Stored dataset items:
■ ■ ■

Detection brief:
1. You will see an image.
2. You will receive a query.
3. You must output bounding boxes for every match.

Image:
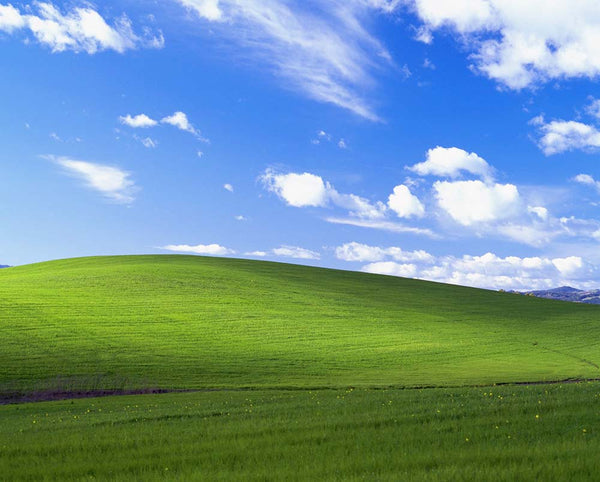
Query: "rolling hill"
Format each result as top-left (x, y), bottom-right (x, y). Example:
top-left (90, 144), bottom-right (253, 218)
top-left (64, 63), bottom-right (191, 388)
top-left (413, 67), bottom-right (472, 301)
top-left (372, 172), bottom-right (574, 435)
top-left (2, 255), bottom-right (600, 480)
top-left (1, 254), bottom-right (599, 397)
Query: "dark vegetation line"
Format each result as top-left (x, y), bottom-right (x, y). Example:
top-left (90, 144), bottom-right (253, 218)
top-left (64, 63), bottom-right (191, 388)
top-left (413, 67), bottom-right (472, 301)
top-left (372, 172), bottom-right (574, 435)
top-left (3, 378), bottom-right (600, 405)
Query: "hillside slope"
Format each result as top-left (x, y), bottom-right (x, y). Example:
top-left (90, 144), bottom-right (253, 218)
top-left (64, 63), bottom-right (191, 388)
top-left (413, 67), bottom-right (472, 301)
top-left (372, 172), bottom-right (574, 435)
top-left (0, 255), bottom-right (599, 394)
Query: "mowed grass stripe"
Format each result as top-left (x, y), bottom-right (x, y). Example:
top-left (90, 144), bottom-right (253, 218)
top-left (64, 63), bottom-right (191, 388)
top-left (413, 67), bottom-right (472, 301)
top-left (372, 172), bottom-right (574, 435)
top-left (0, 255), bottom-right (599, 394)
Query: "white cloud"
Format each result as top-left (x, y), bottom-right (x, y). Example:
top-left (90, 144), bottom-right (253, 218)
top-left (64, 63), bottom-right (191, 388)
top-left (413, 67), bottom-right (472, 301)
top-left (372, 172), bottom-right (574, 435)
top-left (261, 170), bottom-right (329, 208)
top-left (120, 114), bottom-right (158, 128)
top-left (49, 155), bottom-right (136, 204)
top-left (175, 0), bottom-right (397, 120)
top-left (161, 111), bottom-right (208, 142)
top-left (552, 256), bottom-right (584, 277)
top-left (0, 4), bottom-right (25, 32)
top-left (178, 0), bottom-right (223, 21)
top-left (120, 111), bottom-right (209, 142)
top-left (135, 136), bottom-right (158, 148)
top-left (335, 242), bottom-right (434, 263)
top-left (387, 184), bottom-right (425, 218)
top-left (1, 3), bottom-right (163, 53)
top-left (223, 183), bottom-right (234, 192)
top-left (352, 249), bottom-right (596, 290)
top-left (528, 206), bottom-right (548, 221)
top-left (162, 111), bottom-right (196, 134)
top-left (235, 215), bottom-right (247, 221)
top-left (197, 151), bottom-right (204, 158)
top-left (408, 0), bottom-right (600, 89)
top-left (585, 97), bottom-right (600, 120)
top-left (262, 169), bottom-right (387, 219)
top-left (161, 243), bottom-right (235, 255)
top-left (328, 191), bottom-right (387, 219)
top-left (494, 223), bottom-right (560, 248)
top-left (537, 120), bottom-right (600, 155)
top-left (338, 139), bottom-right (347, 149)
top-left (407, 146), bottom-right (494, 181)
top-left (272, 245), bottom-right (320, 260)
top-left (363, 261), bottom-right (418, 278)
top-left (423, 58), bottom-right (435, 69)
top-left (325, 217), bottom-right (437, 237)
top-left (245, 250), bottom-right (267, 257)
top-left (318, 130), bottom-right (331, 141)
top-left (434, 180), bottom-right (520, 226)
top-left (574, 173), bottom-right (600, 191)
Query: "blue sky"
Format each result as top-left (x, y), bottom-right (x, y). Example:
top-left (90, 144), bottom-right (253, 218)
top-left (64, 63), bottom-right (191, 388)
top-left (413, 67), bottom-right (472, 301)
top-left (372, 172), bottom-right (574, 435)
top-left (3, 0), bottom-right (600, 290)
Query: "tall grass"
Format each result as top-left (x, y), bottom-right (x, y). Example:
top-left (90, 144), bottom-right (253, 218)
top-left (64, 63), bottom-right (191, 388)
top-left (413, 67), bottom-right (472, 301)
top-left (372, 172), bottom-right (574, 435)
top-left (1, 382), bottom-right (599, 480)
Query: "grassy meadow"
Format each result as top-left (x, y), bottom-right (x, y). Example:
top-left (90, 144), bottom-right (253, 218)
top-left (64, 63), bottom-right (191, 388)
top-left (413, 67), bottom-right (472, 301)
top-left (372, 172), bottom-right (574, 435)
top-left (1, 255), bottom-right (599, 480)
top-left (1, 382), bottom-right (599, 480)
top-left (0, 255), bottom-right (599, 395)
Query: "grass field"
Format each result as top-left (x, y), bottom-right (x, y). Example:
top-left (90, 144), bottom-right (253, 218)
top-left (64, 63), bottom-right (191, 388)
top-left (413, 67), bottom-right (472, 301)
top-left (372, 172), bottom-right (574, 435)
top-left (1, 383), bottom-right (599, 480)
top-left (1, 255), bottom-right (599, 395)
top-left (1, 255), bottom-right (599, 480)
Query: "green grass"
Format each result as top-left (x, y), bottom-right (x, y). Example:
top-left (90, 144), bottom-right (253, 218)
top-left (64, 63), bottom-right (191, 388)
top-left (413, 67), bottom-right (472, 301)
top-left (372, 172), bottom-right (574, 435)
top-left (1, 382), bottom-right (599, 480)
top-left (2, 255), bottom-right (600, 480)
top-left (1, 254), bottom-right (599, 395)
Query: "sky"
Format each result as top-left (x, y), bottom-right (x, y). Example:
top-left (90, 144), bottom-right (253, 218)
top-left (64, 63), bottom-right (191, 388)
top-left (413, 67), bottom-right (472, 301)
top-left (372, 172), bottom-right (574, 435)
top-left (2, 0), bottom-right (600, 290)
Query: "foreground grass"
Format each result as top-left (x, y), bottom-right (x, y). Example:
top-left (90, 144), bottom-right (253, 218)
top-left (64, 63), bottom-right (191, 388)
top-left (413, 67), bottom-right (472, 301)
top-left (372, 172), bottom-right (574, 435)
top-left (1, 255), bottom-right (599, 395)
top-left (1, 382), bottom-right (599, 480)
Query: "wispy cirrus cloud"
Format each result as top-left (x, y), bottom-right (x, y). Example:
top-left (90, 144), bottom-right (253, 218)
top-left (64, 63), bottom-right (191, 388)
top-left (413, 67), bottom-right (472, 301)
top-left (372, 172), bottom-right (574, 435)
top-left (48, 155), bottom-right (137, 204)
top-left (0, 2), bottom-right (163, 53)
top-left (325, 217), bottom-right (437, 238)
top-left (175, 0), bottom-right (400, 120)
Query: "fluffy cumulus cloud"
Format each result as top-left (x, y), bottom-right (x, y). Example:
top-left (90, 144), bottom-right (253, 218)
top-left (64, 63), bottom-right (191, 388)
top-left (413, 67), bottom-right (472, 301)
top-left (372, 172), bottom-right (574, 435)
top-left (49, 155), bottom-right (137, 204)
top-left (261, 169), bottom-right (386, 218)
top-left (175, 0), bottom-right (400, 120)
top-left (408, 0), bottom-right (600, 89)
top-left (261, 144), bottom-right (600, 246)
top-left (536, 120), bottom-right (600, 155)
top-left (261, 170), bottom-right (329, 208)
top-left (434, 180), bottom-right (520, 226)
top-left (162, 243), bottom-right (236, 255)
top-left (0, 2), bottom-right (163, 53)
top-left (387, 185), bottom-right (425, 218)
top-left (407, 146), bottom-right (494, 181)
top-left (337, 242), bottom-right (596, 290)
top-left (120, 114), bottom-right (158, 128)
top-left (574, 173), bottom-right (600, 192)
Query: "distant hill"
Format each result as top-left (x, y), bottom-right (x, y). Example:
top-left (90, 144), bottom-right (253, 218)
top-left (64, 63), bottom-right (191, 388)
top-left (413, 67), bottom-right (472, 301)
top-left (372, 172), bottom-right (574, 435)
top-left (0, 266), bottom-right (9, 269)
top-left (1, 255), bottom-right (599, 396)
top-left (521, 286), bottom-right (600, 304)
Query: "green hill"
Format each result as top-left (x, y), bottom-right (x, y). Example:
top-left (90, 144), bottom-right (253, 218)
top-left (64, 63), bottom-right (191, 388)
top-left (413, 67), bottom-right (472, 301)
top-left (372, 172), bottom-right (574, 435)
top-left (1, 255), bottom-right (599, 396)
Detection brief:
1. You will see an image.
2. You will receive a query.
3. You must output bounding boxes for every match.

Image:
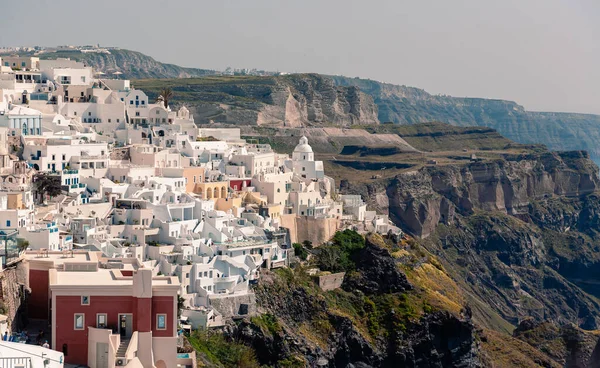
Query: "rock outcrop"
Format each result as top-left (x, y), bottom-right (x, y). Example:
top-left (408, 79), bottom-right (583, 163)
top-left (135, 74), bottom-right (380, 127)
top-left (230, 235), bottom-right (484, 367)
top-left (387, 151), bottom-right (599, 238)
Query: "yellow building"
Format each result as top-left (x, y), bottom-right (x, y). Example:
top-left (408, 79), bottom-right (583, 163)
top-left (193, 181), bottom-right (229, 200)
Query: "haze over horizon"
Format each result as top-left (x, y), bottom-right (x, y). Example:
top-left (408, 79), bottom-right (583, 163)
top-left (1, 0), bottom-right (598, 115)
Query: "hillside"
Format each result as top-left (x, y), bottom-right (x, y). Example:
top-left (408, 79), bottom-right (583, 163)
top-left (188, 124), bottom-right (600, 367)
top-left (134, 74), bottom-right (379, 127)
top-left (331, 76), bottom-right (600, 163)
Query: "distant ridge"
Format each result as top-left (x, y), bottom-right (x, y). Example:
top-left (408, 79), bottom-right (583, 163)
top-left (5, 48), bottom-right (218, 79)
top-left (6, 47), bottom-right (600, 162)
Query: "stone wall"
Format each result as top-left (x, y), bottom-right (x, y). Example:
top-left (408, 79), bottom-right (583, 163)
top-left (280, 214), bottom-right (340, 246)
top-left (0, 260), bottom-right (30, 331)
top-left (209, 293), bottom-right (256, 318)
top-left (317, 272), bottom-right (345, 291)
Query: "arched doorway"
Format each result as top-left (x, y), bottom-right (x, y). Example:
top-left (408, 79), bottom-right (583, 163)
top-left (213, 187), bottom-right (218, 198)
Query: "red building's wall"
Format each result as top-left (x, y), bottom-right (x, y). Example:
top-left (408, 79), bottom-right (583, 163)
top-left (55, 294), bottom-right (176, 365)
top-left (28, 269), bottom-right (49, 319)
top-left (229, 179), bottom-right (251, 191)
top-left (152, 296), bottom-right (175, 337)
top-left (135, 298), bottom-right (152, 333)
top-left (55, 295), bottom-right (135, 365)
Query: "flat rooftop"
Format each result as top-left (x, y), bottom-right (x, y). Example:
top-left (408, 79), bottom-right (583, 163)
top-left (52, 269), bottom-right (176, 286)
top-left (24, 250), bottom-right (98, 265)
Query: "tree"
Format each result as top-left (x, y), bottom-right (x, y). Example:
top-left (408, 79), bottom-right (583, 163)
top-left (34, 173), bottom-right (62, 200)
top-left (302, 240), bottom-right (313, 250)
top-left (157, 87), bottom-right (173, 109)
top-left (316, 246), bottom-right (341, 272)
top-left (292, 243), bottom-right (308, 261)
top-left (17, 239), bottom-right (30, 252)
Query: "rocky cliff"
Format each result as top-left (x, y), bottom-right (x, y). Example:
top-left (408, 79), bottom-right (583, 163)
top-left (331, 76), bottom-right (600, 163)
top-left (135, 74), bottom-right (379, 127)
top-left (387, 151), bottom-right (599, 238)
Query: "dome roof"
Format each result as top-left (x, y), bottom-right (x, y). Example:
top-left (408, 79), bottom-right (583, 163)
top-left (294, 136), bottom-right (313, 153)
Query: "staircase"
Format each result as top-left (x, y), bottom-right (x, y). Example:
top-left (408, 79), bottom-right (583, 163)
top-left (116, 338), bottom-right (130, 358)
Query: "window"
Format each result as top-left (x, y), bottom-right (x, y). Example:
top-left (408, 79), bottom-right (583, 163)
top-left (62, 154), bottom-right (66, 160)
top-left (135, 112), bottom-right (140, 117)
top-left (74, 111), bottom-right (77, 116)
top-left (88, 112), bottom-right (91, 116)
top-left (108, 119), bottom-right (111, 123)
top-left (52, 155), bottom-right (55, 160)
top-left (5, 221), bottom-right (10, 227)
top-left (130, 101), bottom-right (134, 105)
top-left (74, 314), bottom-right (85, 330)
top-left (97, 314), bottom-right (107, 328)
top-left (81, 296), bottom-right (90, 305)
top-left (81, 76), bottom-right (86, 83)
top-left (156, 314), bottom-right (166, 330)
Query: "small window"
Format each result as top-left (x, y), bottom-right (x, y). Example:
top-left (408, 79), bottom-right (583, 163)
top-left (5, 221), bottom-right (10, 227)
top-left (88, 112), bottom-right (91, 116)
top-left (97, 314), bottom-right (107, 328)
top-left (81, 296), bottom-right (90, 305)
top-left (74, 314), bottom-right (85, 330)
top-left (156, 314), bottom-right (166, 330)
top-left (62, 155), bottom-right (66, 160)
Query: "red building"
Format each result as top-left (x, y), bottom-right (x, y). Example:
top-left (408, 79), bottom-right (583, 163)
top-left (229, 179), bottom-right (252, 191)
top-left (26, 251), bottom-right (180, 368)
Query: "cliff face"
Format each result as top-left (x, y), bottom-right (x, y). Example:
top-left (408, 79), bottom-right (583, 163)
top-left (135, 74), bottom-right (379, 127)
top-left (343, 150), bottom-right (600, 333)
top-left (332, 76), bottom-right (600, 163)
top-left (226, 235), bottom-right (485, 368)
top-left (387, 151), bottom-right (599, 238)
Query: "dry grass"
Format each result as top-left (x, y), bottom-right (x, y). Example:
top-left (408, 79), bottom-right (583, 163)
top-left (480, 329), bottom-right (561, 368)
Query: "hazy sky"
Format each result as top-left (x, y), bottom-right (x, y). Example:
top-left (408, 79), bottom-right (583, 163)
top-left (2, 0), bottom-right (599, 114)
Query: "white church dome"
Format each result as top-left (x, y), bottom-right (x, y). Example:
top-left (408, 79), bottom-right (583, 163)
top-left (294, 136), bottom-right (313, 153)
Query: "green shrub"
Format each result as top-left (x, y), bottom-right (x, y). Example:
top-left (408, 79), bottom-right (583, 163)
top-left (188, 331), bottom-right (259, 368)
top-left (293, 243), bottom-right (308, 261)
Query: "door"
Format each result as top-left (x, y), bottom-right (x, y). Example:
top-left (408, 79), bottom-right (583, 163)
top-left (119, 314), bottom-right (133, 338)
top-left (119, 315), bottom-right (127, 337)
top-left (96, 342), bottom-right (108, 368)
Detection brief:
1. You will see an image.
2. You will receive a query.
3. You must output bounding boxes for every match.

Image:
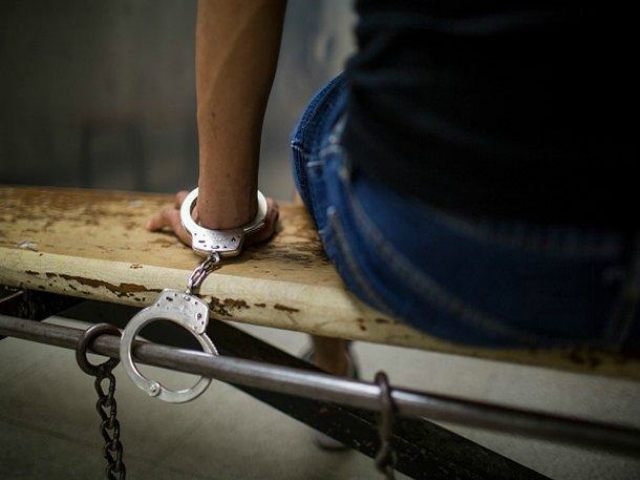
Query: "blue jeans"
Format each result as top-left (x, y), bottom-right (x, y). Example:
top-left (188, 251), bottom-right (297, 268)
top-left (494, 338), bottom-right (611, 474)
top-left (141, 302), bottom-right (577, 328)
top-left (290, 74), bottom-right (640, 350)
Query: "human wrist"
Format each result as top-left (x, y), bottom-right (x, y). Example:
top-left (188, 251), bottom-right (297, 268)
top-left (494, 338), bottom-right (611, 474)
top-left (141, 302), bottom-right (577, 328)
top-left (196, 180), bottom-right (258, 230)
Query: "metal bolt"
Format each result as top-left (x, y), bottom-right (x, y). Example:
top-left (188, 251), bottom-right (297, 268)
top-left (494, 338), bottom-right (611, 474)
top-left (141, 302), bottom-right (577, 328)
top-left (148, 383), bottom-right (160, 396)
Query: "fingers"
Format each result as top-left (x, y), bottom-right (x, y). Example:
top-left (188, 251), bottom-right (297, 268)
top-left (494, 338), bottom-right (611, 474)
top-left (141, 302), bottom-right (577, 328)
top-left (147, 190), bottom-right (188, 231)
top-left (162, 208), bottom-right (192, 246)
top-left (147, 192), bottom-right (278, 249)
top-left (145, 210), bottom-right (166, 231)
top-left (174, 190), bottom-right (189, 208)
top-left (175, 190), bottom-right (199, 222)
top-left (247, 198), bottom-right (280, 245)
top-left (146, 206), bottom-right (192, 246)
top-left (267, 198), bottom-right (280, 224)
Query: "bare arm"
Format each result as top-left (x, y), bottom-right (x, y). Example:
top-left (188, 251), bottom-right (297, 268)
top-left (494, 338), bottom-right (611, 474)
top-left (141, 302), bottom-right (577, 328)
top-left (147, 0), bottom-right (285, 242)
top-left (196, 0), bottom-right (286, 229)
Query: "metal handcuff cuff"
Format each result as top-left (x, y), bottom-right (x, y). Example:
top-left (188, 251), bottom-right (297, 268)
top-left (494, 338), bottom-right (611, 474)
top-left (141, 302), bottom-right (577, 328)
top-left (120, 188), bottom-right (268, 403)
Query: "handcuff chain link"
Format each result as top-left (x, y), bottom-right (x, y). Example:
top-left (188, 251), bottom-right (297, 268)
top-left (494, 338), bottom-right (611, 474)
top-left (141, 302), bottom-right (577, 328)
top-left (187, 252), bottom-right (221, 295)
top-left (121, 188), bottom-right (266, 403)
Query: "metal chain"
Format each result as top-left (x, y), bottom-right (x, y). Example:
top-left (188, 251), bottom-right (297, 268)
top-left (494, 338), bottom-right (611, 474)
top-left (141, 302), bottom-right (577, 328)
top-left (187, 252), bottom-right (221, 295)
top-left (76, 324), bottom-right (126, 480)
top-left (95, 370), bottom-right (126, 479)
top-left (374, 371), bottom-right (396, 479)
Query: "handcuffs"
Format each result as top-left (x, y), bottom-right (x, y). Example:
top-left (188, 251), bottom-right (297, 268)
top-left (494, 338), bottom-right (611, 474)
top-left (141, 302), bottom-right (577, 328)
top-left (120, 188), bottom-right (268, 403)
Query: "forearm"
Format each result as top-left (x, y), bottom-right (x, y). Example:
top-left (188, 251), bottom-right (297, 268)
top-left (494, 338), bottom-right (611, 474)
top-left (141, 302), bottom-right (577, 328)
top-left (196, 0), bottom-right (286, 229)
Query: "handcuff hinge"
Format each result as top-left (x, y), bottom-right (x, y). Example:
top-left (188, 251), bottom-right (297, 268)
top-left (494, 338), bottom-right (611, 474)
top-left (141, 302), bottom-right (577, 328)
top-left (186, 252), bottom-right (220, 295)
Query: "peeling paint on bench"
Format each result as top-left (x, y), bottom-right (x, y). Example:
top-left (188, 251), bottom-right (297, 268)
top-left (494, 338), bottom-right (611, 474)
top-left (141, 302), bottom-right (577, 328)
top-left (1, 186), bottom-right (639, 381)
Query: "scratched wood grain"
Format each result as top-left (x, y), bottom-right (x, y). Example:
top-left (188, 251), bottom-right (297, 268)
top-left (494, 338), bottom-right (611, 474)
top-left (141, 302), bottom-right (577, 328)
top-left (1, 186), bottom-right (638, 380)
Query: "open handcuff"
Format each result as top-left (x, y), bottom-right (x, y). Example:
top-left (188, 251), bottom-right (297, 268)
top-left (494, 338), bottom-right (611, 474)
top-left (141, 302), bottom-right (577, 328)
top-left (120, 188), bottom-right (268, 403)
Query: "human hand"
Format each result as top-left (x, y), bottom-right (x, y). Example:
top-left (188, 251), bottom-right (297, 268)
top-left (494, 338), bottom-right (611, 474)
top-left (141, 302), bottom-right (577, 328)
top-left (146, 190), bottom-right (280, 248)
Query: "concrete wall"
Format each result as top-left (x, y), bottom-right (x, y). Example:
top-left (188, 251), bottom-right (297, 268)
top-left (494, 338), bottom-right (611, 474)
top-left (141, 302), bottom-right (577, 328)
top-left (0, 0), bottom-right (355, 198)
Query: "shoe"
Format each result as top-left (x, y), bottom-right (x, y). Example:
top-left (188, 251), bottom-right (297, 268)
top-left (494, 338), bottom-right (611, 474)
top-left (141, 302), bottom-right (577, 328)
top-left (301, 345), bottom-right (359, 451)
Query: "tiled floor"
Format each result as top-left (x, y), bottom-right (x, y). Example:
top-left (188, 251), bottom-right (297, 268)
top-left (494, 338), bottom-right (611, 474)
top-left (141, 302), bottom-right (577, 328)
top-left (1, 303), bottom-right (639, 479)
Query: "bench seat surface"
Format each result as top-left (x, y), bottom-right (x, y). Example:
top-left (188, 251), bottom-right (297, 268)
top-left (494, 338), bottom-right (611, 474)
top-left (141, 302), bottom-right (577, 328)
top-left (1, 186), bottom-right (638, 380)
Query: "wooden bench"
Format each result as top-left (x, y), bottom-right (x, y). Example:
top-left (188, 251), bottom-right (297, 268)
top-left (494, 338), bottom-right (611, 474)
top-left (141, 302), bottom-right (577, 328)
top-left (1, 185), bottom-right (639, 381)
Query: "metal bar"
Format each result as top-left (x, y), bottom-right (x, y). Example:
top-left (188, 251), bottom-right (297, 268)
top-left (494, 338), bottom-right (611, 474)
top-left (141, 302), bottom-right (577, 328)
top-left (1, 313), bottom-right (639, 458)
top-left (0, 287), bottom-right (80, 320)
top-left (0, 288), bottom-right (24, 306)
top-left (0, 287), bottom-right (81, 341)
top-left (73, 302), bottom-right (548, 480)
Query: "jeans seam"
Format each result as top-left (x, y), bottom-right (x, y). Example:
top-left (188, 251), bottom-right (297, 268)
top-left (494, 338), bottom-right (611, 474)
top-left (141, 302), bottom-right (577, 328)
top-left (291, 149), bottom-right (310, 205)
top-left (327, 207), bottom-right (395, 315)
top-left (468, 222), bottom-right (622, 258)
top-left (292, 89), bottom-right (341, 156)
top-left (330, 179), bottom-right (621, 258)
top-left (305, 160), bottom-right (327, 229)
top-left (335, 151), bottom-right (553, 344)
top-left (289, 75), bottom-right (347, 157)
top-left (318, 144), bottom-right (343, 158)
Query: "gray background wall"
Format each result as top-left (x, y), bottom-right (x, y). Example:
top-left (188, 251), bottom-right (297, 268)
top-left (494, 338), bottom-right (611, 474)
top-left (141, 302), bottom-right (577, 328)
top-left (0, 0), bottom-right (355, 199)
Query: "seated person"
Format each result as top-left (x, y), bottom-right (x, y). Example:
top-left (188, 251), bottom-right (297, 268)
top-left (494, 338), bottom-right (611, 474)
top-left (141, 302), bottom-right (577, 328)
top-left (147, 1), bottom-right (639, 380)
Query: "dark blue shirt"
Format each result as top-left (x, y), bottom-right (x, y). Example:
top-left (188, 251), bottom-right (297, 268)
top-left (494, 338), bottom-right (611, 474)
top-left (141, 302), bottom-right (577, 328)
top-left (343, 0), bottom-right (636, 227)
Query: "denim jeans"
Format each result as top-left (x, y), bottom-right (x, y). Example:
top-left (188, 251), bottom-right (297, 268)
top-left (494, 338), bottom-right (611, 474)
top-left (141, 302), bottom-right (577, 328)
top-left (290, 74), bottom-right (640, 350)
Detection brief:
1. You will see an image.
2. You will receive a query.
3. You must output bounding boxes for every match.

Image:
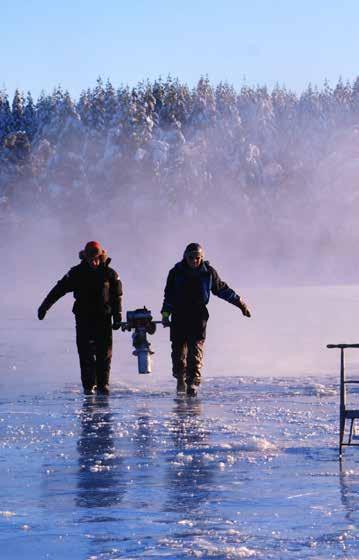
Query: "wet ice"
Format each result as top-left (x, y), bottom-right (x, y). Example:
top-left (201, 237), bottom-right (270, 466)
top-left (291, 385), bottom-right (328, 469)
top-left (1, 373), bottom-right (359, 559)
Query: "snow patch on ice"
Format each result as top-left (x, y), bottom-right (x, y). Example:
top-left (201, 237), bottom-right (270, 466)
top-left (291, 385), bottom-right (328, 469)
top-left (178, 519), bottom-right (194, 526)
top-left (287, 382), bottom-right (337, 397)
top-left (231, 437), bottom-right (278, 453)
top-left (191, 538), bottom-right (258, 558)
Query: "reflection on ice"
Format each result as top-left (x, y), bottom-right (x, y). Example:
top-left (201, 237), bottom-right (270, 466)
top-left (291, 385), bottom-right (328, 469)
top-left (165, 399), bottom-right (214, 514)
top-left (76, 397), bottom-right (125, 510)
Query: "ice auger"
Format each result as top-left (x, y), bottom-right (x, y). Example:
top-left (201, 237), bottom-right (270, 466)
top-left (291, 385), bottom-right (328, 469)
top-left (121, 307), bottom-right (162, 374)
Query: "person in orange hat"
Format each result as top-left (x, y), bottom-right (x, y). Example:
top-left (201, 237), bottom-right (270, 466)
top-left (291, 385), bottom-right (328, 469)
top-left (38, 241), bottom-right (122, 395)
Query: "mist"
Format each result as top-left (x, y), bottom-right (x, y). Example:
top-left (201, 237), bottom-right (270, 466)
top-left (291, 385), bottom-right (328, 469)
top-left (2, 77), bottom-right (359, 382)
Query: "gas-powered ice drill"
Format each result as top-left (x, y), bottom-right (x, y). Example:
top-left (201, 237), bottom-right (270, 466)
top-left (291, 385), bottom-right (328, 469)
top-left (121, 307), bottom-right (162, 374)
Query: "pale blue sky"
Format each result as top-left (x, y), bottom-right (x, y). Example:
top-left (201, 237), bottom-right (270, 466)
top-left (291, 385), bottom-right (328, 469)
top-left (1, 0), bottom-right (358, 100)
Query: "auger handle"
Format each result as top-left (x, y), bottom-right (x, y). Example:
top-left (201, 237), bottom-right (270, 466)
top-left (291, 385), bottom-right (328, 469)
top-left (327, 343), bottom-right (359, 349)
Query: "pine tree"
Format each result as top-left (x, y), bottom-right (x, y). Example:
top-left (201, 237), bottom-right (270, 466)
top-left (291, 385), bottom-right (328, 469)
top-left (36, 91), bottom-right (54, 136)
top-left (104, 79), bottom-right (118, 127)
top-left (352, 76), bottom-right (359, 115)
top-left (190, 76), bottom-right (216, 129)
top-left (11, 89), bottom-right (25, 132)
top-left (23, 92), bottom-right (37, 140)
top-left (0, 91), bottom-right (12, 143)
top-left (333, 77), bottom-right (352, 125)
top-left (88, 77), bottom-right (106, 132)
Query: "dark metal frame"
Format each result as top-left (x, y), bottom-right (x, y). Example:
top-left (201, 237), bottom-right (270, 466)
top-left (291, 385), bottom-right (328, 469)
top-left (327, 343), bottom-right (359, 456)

■ ■ ■

> AIM OF THE EXERCISE:
Write down how many lines in the data contain "bench". Add nothing else.

> ANSWER TO THIS PROBLEM:
3